### EXERCISE DETAILS
Swap "rough mask" for "coarse mask" in everything from the start of the records down to the line containing "245L792 233H760L743 258L746", and write those lines out again with nothing else changed.

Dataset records
□ □ □ □
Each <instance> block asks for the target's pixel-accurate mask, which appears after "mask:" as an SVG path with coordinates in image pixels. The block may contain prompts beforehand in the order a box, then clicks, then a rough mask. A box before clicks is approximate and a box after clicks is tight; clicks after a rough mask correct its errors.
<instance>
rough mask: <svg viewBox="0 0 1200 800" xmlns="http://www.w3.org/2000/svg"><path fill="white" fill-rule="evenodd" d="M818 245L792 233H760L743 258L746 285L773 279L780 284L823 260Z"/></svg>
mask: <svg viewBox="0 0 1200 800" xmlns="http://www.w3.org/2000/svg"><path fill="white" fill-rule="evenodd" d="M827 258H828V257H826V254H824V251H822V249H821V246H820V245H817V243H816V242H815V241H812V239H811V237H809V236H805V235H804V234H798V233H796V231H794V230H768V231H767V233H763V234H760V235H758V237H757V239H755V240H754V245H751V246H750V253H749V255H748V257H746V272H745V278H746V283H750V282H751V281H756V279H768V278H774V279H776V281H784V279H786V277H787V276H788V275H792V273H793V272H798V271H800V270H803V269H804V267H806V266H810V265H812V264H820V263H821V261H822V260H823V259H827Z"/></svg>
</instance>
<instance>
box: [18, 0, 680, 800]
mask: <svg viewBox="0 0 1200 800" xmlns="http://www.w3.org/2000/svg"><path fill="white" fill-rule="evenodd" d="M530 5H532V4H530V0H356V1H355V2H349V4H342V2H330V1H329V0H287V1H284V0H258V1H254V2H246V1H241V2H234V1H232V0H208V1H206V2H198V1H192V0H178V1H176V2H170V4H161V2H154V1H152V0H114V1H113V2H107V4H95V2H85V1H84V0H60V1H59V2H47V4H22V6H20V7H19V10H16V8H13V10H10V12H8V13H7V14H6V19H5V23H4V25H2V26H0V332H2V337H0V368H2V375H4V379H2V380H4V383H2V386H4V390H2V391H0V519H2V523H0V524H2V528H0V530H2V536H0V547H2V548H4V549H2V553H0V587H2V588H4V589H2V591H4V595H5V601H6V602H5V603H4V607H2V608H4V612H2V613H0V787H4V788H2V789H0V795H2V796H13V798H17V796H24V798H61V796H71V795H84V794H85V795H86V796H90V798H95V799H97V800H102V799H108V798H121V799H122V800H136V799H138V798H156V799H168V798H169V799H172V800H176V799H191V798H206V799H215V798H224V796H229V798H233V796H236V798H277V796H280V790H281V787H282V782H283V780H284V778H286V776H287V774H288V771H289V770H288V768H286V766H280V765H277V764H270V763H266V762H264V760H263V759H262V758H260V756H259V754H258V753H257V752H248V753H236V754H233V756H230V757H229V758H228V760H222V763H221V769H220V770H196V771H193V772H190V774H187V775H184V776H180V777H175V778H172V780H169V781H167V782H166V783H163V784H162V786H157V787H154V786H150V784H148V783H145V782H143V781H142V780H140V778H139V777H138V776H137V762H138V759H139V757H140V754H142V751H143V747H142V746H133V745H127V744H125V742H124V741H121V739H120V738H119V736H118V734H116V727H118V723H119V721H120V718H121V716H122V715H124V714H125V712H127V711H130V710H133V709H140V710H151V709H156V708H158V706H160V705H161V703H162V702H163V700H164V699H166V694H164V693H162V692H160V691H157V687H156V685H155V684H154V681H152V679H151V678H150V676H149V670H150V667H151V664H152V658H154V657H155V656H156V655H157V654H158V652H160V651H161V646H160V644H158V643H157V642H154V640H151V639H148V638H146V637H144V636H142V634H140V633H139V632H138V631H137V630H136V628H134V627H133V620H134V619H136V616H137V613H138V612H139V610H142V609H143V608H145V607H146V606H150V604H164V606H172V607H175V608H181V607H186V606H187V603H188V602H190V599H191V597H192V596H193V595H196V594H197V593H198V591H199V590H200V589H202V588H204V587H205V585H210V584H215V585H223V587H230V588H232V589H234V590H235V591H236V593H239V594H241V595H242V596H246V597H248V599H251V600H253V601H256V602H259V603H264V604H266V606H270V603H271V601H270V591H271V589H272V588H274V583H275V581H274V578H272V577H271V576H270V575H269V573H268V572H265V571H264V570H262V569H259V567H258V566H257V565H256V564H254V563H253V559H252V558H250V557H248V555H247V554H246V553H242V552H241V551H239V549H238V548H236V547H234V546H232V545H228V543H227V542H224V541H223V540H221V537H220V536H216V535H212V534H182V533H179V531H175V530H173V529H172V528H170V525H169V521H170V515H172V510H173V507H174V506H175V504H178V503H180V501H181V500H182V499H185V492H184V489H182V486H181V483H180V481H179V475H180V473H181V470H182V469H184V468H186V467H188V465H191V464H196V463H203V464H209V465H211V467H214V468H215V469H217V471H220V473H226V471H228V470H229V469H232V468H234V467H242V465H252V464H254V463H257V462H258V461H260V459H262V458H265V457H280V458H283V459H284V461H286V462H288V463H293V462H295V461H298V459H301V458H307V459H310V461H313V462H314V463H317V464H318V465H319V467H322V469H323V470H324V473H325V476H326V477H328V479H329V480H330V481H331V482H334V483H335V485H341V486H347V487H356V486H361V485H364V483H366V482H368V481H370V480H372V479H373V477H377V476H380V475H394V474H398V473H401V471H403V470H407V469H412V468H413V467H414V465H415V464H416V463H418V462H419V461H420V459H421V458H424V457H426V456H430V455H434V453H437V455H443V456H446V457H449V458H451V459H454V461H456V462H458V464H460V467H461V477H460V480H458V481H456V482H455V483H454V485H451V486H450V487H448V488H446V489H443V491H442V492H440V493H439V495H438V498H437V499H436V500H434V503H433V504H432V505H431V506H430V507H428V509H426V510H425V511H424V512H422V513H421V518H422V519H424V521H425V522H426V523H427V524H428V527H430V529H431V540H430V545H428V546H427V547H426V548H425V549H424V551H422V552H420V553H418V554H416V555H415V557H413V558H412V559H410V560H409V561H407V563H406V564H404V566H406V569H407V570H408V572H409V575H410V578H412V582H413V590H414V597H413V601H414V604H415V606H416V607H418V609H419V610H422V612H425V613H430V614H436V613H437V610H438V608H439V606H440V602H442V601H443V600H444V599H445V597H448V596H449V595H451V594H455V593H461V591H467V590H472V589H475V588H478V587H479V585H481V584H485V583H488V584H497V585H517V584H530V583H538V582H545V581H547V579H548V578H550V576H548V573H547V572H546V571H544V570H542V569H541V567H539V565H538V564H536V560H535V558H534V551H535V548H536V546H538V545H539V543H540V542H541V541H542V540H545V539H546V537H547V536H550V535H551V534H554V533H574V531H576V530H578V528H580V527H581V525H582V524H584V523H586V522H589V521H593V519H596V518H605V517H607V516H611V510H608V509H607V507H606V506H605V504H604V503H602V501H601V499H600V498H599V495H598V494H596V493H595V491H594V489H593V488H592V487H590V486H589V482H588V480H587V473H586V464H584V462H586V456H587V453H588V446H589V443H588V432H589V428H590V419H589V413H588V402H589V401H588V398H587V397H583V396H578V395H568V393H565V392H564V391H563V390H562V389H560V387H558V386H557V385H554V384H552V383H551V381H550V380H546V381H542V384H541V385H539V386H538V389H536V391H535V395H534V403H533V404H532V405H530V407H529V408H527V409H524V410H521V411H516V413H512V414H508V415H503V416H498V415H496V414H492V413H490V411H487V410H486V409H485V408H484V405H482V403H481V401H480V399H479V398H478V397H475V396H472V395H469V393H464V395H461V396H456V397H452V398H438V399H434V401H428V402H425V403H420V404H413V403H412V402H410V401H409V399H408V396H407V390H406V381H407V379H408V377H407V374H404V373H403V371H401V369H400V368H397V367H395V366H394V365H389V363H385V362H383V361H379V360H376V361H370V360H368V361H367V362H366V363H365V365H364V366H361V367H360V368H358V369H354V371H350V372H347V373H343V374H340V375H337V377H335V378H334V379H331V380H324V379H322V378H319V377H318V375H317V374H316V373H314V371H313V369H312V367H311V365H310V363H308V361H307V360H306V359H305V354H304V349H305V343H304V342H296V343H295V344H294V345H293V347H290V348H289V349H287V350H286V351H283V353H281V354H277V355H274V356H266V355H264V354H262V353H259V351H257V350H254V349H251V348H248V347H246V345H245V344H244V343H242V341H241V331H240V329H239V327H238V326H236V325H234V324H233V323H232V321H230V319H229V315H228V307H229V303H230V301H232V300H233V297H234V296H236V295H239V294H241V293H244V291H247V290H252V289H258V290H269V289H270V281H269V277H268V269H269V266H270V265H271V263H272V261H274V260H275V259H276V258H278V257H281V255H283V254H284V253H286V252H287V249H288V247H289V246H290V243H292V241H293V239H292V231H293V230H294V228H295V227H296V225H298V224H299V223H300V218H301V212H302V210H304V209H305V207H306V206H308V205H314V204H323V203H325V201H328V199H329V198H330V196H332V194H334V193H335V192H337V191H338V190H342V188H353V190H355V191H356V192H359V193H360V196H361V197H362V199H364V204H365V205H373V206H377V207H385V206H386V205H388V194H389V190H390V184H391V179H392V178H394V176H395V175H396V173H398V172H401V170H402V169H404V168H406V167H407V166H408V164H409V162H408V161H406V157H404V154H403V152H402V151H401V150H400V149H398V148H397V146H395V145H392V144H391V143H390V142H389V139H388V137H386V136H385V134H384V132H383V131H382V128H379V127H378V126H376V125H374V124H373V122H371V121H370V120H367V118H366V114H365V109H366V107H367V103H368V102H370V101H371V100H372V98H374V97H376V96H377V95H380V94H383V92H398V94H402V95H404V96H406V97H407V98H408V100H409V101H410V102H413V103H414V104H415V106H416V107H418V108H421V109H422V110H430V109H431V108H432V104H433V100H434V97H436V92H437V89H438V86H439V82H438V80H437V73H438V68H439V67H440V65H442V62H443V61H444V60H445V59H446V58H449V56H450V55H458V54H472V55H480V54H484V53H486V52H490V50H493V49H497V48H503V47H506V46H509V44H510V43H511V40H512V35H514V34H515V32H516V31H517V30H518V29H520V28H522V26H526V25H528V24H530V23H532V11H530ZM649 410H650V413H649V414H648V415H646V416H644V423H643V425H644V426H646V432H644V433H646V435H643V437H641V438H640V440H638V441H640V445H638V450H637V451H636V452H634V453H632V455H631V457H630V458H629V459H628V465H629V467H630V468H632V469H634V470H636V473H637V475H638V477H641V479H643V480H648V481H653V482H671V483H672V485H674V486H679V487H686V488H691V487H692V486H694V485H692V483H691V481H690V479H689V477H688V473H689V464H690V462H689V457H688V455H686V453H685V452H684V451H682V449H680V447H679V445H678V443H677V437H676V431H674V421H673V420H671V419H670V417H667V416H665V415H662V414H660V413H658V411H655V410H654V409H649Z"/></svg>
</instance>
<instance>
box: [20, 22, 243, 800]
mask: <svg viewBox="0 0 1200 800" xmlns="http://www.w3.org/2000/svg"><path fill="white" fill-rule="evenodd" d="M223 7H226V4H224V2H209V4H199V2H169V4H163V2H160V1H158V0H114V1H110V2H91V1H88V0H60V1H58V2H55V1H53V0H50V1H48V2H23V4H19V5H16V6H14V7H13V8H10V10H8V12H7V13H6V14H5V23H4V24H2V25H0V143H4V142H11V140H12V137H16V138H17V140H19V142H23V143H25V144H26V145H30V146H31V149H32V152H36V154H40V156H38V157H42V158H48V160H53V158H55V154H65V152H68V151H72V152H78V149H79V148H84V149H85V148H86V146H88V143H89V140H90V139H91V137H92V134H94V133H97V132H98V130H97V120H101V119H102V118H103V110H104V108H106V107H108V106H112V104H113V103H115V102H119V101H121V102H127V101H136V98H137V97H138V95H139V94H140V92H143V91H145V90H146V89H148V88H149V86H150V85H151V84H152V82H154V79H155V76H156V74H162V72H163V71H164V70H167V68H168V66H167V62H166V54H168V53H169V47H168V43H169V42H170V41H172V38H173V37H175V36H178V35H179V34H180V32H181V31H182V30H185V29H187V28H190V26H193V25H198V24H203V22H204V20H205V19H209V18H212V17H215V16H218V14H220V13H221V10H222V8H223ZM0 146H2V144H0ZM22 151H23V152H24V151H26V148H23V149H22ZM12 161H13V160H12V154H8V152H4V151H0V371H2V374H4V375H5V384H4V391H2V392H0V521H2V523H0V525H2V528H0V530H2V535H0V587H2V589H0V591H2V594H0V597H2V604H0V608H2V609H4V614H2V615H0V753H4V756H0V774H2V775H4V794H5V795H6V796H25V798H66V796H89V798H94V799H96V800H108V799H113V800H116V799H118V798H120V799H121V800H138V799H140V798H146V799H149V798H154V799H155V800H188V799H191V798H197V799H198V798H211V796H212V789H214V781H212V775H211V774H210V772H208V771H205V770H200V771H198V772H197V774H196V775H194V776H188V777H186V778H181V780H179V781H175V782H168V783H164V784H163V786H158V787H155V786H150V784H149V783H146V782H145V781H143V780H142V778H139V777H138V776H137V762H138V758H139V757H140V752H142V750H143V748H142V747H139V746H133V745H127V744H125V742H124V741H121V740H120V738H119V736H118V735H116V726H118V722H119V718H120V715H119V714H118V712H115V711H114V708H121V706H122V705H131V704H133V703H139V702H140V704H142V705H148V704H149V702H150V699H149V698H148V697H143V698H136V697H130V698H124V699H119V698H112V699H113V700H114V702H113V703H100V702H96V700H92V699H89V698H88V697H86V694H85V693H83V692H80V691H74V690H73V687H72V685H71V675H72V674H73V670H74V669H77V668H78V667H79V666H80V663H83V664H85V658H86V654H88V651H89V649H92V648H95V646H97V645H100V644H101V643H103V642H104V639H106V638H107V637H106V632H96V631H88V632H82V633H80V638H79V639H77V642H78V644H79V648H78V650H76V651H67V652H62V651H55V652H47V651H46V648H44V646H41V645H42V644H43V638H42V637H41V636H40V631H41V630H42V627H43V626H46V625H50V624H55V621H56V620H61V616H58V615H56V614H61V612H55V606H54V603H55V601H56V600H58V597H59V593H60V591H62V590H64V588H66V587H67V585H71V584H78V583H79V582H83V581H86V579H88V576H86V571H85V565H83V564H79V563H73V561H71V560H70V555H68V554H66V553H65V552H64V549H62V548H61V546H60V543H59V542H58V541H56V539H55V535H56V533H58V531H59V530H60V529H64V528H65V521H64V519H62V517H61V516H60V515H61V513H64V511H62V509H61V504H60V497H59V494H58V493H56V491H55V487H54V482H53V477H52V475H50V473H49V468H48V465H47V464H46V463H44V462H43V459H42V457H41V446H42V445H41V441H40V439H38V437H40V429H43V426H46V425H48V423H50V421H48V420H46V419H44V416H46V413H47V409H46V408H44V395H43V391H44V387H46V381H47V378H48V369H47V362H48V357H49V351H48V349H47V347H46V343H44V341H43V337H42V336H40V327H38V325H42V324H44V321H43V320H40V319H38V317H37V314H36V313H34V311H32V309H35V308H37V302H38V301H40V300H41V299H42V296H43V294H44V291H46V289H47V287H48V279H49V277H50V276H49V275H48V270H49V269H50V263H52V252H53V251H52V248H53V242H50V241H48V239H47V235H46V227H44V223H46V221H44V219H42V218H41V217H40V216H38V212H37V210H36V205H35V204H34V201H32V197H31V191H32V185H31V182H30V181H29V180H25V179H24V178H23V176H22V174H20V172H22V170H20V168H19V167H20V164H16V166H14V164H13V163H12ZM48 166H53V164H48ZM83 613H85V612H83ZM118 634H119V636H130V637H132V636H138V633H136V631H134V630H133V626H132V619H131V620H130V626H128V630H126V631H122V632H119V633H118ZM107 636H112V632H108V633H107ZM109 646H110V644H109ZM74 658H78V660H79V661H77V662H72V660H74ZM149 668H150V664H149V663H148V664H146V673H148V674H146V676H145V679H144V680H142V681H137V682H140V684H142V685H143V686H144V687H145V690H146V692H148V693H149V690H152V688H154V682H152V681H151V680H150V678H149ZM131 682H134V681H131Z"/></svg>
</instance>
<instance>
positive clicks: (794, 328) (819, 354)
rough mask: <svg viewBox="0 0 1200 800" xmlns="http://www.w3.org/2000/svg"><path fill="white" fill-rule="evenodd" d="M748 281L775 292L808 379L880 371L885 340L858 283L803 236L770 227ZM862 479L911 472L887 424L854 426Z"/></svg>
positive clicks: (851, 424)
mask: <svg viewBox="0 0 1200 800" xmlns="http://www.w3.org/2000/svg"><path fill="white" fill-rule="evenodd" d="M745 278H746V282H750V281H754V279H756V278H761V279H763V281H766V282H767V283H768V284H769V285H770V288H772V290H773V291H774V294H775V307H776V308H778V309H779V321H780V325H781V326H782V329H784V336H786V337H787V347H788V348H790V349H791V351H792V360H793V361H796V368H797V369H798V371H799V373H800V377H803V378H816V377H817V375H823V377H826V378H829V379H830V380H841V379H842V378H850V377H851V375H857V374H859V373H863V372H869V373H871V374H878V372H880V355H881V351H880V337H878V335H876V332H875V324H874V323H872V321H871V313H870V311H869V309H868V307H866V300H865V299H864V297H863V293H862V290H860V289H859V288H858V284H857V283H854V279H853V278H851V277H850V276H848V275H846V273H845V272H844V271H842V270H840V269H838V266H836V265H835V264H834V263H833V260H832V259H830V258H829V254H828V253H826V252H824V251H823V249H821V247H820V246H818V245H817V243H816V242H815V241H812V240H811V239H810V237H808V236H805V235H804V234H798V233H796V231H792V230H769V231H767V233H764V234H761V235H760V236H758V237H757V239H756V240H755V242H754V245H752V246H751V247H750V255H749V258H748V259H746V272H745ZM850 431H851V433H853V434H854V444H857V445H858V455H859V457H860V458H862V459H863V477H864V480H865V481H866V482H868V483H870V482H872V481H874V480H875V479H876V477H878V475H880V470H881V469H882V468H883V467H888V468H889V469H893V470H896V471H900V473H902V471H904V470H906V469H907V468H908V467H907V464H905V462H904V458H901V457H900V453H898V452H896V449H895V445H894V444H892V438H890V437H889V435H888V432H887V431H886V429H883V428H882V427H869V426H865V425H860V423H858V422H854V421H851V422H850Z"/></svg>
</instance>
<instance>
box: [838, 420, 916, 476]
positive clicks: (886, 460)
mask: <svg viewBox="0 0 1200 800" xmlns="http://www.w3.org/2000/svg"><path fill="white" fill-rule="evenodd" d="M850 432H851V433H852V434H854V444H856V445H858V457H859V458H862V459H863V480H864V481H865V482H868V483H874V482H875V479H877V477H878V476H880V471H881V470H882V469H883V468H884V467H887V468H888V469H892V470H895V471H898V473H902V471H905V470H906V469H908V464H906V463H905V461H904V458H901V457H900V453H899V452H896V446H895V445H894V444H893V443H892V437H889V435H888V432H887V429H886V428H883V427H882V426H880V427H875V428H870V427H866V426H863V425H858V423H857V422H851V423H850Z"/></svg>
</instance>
□ □ □ □
### SOLUTION BELOW
Each <instance> block asks for the target's pixel-accurate mask, which appears after "mask:" as an SVG path with coordinates in image pixels. The block may contain prompts beforehand in the order a box, then clicks, then a coarse mask. A box before clicks is approximate and a box after clicks is tight; clicks after a coarse mask correct its errors.
<instance>
coarse mask: <svg viewBox="0 0 1200 800" xmlns="http://www.w3.org/2000/svg"><path fill="white" fill-rule="evenodd" d="M818 245L792 233H760L743 258L746 285L773 279L780 284L823 260Z"/></svg>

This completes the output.